See my "Caprice timing" thread. I posted a pic there getting as close as I could to show the distributor and thus the bolt. From what I can tell, I'd need a wrench shaped like steps and hands about 1/2 the size they are now. I have rather large hands, which makes work like that difficult at best.

Which is also a problem getting to spark plugs 8, 6 & 4. I can take off the wheel and get to number 2 by going under the inner fender and ripping off that old tar-paper cover. I still haven't figured out how to get to those 3 plugs.

I think timing is ok, I'm also having problems with that. (I know, quite the sad sack!) The timing lights I'm using don't have a very bright light and it's hard to see especially during the day. And I'm not totally certain that I have the correct electronic advance connector. I think I do, timing seems to change when it's unplugged as opposed to plugged in, but I get this incredibly loud hiss that I can't localize.

DATA SECTION -

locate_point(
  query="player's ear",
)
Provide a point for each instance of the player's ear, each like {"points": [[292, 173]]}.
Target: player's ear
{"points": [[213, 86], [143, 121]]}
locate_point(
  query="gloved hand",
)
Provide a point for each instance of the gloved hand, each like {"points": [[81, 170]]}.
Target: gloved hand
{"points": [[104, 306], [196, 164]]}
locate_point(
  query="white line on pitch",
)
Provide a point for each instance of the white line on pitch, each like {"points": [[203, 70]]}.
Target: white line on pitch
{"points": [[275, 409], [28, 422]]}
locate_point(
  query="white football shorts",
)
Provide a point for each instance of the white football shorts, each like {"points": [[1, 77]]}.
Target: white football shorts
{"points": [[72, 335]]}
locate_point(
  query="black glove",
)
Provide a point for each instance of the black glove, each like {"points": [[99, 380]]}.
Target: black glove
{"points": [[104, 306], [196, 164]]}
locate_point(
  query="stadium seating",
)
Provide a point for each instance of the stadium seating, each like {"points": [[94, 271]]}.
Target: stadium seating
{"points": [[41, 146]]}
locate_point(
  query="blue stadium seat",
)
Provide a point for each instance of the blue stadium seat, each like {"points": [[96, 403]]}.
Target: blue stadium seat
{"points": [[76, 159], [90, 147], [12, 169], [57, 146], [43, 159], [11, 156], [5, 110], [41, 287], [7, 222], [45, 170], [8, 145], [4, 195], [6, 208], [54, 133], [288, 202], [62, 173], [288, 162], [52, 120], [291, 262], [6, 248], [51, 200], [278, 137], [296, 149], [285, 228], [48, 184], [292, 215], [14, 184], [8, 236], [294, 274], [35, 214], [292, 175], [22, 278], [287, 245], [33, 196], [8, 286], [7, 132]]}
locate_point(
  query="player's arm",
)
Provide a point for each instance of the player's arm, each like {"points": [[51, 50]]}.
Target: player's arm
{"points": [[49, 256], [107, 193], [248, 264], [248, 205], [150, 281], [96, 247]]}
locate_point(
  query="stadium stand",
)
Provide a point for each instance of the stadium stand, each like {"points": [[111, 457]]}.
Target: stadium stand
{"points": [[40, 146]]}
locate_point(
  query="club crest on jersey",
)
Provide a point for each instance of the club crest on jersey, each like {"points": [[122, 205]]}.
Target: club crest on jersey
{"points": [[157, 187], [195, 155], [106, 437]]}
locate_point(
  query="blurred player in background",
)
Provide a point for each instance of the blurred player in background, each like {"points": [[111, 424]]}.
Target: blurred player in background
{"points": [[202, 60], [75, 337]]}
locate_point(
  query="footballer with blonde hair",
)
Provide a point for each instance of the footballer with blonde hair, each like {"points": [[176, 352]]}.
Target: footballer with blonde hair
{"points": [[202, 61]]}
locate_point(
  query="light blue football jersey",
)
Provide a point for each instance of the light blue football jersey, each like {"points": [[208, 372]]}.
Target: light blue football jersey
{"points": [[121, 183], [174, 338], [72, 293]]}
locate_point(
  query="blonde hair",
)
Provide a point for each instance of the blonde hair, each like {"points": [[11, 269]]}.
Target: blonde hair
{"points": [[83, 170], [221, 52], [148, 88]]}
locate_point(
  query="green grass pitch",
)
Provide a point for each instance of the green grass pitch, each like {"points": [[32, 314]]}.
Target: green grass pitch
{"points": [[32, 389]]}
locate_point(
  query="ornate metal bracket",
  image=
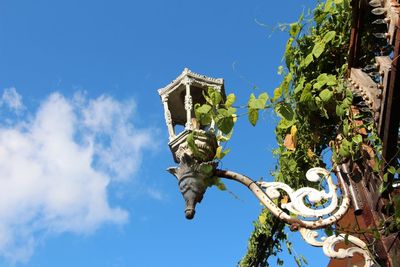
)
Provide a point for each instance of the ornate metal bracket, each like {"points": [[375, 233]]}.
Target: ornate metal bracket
{"points": [[301, 203], [328, 245]]}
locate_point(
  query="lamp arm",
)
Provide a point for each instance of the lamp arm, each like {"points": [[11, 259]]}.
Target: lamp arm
{"points": [[318, 218], [266, 192]]}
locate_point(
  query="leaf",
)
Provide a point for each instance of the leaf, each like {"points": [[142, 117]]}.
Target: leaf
{"points": [[318, 49], [284, 124], [206, 169], [328, 36], [280, 70], [262, 219], [285, 111], [191, 143], [286, 82], [357, 139], [253, 116], [215, 96], [294, 29], [203, 109], [263, 99], [300, 85], [277, 94], [340, 111], [293, 132], [225, 124], [230, 99], [392, 170], [206, 97], [306, 93], [328, 6], [326, 95], [251, 101], [346, 238], [289, 142], [221, 154], [309, 58]]}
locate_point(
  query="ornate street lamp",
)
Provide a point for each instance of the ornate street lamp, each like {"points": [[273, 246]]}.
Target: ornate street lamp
{"points": [[179, 99]]}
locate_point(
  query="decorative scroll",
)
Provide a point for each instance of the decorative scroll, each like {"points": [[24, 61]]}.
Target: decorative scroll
{"points": [[300, 201], [328, 245], [298, 198]]}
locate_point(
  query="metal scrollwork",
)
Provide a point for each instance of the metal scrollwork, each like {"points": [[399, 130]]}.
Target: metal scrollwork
{"points": [[298, 198], [328, 245]]}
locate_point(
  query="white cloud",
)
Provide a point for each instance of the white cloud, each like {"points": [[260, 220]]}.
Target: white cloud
{"points": [[55, 168]]}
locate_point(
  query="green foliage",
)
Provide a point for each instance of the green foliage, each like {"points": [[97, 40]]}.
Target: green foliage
{"points": [[313, 105]]}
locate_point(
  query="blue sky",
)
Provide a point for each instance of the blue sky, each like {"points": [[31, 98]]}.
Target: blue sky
{"points": [[83, 142]]}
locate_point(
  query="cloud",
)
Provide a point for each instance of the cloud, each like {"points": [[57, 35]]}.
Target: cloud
{"points": [[56, 166]]}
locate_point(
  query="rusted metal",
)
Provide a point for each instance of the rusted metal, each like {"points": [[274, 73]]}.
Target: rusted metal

GOAL OF THE EXERCISE -
Extend the post about working on the Caprice's timing and spark plugs, picking up after its last sentence.

RESPONSE -
It's really a matter of having the time, the proper tools and the patience to do it. Time has been in short supply this summer, since we're either busy with other stuff or it's raining. The proper tools I'm figuring out slowly but surely. The patience will come when I'm not rushed because my girls have to get to baton practice or some shit. I'm working in the driveway usually in the evening basically right under my kids' window so I can't work past bedtime.